- TASK: Copy out each line from the entries below that contains the word "black".

- DATA FOR PROCESSING:
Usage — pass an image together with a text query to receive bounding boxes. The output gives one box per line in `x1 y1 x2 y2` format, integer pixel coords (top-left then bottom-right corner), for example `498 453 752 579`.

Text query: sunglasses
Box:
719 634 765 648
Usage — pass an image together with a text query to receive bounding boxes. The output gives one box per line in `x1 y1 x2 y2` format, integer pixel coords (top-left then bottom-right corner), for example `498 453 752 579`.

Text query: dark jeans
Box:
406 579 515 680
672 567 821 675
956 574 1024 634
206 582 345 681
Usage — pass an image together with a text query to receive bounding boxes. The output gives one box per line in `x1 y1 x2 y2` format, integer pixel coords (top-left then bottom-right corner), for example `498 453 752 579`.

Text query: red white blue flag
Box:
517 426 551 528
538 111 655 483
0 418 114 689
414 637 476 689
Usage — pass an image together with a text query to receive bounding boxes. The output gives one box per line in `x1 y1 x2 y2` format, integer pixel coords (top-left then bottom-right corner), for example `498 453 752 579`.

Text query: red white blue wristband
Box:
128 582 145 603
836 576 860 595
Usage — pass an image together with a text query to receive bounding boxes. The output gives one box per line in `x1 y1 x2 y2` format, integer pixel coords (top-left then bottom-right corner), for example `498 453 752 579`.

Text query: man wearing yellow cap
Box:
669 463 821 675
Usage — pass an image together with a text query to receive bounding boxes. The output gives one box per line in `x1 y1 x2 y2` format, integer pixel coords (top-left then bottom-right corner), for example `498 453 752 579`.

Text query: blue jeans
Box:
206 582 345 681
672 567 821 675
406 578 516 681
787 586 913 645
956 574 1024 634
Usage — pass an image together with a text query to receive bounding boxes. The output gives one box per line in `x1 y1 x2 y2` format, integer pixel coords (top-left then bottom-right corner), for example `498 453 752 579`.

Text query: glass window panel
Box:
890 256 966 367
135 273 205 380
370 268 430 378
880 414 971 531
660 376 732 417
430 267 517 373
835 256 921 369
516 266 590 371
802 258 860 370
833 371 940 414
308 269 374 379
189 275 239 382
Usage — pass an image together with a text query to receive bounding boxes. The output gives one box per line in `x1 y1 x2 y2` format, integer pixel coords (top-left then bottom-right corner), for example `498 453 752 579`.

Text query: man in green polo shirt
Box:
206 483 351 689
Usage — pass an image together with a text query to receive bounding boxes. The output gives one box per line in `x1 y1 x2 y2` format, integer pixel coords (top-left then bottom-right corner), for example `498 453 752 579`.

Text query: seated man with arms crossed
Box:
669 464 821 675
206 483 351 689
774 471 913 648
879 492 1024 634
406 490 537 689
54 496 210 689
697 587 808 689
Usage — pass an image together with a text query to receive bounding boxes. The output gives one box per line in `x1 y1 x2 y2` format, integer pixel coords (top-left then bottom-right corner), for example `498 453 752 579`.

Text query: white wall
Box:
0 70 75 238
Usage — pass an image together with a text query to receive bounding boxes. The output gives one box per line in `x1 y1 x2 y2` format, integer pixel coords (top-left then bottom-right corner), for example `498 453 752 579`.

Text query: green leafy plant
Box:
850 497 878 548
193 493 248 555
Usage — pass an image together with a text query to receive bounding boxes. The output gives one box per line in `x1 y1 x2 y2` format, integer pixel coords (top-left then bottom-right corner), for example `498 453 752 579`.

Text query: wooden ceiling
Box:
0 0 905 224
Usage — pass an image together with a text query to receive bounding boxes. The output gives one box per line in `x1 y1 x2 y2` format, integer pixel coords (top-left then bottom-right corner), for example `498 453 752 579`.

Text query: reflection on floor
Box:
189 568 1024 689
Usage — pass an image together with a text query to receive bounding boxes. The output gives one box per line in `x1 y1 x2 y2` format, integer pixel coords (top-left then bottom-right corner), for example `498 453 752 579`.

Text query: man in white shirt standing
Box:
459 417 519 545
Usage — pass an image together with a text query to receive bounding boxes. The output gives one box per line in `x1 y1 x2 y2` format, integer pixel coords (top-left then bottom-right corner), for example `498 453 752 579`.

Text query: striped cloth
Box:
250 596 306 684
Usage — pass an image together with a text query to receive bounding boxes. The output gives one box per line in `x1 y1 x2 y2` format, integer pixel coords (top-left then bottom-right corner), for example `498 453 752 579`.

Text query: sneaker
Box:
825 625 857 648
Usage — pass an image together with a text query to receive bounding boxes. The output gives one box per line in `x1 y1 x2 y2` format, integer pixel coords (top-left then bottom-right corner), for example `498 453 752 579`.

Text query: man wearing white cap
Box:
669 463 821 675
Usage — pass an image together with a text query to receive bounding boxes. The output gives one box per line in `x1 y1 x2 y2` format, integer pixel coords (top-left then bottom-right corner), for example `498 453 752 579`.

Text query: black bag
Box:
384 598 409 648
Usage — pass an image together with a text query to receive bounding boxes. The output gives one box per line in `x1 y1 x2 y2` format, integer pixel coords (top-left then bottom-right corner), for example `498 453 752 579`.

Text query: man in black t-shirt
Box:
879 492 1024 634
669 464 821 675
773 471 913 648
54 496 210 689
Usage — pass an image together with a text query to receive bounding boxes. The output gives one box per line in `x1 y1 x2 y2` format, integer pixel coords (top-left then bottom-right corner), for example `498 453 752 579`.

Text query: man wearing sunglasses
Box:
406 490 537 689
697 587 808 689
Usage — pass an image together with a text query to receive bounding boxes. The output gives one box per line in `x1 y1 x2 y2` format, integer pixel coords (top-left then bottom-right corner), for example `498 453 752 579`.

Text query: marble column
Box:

- EXERCISE RESPONSE:
Text query: black bag
Text query: man in black t-shirt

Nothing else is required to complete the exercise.